▶ TRAVAIL DEMANDÉ
Résumez en deux ou trois phrases le paragraphe de l'extrait ci-dessous qui commence par « Un choix surprenant », sans perdre ses faits principaux.

▶ EXTRAIT

- - - - -

Anna Toumazoff était destinée à devenir une combattante. Née au mois de mars à Arès, petite commune du bassin d’Arcachon : le dieu de la guerre s’était penché sur son berceau. Mais lors de son dernier fait d’armes, le 21 octobre, la militante féministe connue pour ses hashtags et ses punchlines sur Instagram a perdu quelques plumes. Invitée sur le plateau de « Face à Baba », l’émission politique de Cyril Hanouna sur C8, la jeune femme de 27 ans faisait face au ministre de l’intérieur Gérald Darmanin, considéré comme un ennemi par les militantes féministes.
Un choix surprenant, que l’entourage d’Anna Toumazoff désapprouvait. « J’ai toujours refusé d’aller sur TPMP, mais là j’ai dit oui tout de suite, raconte la jeune femme au débit de mitraillette. On me proposait d’affronter le boss final, je voulais aller dans l’arène. » Devant plus d’un million de téléspectateurs, elle l’interroge sur les actions du gouvernement pour lutter contre les violences sexistes et sexuelles et les féminicides, qui représentent « un Bataclan par an », selon les mots de la militante.

- - - - -

▶ ENTRÉES EXTRAITES

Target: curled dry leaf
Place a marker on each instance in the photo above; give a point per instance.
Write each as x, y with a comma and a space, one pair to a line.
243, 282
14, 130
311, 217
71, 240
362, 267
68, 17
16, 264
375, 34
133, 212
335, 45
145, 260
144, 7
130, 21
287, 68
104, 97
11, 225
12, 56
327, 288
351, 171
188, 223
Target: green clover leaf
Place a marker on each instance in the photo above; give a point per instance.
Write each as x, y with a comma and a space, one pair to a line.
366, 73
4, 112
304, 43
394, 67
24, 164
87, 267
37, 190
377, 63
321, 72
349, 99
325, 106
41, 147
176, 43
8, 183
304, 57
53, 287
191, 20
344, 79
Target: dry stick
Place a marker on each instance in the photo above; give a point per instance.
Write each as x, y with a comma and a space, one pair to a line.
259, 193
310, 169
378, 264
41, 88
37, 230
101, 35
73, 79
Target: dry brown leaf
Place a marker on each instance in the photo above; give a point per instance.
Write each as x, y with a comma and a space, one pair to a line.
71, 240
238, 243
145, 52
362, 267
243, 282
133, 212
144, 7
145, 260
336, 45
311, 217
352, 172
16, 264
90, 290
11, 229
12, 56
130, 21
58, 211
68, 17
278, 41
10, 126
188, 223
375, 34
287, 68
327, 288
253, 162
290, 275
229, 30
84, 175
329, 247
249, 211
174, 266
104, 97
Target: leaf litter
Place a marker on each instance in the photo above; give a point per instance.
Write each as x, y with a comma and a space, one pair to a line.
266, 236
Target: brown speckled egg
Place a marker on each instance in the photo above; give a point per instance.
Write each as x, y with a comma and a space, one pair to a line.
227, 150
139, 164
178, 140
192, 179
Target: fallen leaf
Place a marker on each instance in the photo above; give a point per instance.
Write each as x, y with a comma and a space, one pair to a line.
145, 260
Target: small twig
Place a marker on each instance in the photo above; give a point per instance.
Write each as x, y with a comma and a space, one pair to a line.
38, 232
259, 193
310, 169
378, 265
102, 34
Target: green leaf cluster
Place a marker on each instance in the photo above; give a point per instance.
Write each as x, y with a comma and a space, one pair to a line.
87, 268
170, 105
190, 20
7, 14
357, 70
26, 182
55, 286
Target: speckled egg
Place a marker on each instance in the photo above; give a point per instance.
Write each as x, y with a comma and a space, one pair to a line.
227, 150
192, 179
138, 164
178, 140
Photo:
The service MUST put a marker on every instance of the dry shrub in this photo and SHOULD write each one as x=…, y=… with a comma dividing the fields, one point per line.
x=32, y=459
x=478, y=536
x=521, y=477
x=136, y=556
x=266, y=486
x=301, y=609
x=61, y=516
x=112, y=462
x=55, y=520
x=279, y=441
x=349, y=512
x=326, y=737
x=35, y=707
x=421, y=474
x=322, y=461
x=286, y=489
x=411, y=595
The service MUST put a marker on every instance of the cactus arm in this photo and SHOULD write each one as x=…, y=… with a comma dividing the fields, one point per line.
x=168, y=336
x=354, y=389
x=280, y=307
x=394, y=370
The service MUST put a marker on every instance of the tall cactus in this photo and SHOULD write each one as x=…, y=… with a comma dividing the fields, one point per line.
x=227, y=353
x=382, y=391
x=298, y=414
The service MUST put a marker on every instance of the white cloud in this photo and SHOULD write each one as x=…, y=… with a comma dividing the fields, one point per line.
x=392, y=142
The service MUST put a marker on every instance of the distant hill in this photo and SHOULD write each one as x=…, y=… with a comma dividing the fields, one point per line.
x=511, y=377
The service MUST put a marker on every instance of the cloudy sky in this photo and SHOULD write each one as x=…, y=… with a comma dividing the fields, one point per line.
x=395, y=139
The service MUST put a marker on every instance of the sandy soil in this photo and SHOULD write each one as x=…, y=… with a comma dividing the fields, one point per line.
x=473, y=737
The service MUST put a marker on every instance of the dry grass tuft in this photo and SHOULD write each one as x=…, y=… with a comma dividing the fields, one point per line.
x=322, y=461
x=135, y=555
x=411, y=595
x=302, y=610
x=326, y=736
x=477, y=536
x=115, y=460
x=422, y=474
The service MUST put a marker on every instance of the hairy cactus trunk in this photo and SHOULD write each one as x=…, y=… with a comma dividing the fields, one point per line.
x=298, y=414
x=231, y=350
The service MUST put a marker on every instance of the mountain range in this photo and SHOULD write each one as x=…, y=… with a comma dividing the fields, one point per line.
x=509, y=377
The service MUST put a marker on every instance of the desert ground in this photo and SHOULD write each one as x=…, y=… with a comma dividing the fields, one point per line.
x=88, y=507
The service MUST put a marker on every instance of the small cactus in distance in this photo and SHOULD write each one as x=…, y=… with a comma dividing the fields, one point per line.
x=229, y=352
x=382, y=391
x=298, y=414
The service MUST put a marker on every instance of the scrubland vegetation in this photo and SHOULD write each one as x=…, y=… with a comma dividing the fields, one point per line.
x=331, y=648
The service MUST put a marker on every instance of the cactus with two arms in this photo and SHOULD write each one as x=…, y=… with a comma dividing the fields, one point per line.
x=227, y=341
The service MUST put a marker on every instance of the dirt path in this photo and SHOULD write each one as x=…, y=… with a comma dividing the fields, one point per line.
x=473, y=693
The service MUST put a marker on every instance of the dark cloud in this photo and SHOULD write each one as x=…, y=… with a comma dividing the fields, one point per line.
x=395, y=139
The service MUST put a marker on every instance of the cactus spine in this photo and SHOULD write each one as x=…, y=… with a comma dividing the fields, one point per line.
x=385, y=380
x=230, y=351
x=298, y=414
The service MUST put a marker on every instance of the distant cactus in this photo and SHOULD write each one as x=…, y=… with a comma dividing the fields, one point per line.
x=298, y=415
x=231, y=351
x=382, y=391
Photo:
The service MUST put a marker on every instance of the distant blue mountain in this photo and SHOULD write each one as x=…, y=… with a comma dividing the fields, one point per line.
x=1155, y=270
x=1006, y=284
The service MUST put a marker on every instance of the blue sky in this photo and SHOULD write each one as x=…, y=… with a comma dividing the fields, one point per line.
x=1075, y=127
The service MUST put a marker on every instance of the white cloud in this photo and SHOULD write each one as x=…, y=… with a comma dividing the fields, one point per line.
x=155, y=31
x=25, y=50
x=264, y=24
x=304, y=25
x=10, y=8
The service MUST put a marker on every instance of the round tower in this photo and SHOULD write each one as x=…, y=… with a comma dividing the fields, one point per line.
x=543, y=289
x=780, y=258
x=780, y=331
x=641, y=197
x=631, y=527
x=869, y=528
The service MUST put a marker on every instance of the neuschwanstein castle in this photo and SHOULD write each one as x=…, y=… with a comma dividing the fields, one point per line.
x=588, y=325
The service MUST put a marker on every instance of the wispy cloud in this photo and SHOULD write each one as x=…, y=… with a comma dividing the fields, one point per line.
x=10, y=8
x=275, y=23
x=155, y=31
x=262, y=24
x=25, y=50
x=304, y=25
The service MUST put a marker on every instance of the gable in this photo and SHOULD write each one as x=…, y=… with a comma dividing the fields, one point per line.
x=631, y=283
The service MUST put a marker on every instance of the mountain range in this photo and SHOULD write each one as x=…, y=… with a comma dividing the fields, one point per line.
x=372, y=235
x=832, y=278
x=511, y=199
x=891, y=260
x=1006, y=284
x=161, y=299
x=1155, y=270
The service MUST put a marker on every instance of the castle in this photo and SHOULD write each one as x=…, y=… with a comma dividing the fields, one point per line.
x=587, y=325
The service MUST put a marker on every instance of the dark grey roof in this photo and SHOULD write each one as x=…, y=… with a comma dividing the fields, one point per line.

- - - - -

▶ RÉPONSE ATTENDUE
Contre l'avis de son entourage, Anna Toumazoff, qui avait toujours refusé d'aller sur TPMP, accepte tout de suite l'invitation pour affronter celui qu'elle appelle « le boss final ». Devant plus d'un million de téléspectateurs, elle interroge Gérald Darmanin sur l'action du gouvernement contre les violences sexistes et sexuelles et les féminicides, qui représentent selon elle « un Bataclan par an ».